### [WORK TO BE COMPLETED]
Please give back the listing below in full. Change nothing.

### [SOURCE RECORDS]
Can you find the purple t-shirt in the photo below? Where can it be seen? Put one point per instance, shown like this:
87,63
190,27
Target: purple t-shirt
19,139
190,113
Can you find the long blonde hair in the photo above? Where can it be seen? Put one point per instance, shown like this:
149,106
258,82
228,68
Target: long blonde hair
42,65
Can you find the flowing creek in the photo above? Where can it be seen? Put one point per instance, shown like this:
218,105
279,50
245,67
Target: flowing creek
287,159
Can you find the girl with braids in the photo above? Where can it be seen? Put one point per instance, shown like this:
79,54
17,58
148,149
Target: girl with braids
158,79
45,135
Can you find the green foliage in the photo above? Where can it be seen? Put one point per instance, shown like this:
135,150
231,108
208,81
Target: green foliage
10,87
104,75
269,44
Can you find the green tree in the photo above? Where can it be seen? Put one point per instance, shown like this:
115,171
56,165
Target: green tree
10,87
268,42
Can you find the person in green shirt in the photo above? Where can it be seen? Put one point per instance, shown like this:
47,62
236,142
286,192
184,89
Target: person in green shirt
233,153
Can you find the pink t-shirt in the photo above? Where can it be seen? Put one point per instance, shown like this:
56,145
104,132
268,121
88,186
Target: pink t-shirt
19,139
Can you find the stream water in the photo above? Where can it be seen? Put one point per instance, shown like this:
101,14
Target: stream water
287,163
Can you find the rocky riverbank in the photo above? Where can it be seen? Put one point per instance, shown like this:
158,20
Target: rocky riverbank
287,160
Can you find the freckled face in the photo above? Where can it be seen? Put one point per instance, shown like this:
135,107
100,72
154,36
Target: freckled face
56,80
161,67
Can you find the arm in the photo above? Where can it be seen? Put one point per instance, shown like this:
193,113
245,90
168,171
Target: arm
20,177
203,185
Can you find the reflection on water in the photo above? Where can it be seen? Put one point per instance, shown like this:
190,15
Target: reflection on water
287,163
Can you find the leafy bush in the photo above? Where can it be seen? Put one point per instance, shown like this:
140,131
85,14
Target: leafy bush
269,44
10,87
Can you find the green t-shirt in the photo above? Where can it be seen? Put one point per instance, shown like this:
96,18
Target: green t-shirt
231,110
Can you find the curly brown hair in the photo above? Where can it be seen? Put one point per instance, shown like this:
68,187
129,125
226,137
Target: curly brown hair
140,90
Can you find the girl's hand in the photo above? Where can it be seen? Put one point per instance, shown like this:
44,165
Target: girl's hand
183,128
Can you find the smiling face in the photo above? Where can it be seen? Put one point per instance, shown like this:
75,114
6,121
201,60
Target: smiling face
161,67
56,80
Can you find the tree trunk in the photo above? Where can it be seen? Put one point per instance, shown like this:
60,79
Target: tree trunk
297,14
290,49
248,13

### [TASK OUTPUT]
Can you find the purple t-shirt in the photo below? Where can it be seen? Put one point per instance, shown like this:
87,63
190,27
Target: purple t-shirt
19,139
190,113
Can you find the long blonde hair in the photo above? Where can it be seen? Put one point per instance, shown like this:
149,106
258,82
228,68
Target: long blonde hair
42,65
Can you find the flowing creek in the photo above? Where can it be seen? Put one point per instance, shown like this:
218,105
279,50
245,67
Target: flowing creek
287,159
Can you find the girl with braids in the photo above? Where can it be seen? Put one point per instance, shown like this:
79,54
17,58
148,149
Target: girl with braids
158,79
45,135
Can you find the green foliage in the photo above? Where can it be seen? Put one point per instance, shown like this:
135,150
231,108
208,81
Target: green foliage
10,87
104,75
269,44
Can you find the green tree in the photo above? Where can it be seen? Put one point per instance, shown like this:
115,171
56,165
Target: green tree
10,87
268,42
Can you find the person in green shirt in the photo above? Where can it be seen? Put one point per instance, shown like this:
47,62
236,142
286,192
184,89
Target: person in green shirt
233,153
Can you find the pink t-shirt in the photo above? Where can it be seen? Put one point per instance, shown like this:
56,145
104,132
268,121
88,186
Target: pink t-shirt
19,139
Can you find the stream water in the photo above? Where can it be seen? Put one point per instance, shown like this:
101,14
Target: stream water
287,163
Can you find the rocky riverbank in the photo above? Where can it be seen? Put one point per instance, shown like this:
158,20
Target: rocky riverbank
287,160
Can you find the freckled face in the photo above? Where can it be seen? Put one point per instance, shown like this:
135,107
100,72
154,36
Target: freckled face
56,80
161,67
Can you find the arm in the photo above? Where can it be seen? Put one point per instance, shown like this:
193,113
245,90
168,171
Target: arm
20,177
203,185
Can you find the reflection on water in the photo above? Where can it be seen? Put one point per instance, shown like this:
190,15
Target: reflection on water
287,163
Can you find the leafy bush in the photo above? Where can it be seen? Put one point per instance, shown like this:
140,131
85,14
Target: leafy bush
269,44
10,87
Can you find the green t-shirt in the photo above? Where can it be seen? Put one point per instance, shown like this:
96,18
Target: green t-shirt
231,110
Can you find the curly brown hair in the photo above? Where can it be seen? Put one point per instance, shown like this:
68,187
129,125
226,137
Target: curly brown hair
140,90
Can you find the girl's hand in the photo above? Where can it be seen? Put one point per instance, shown like this:
44,165
Target: girl's hand
183,128
Can you find the smiling face in the photo above? Where can it be seen? Put one point per instance, shown like this:
75,114
6,121
201,60
Target: smiling face
161,67
56,80
Can you find the tree trunk in the photo above? Where can it be seen? Put one point per instance, shown like this:
60,79
Target: tree trunk
297,14
290,49
248,13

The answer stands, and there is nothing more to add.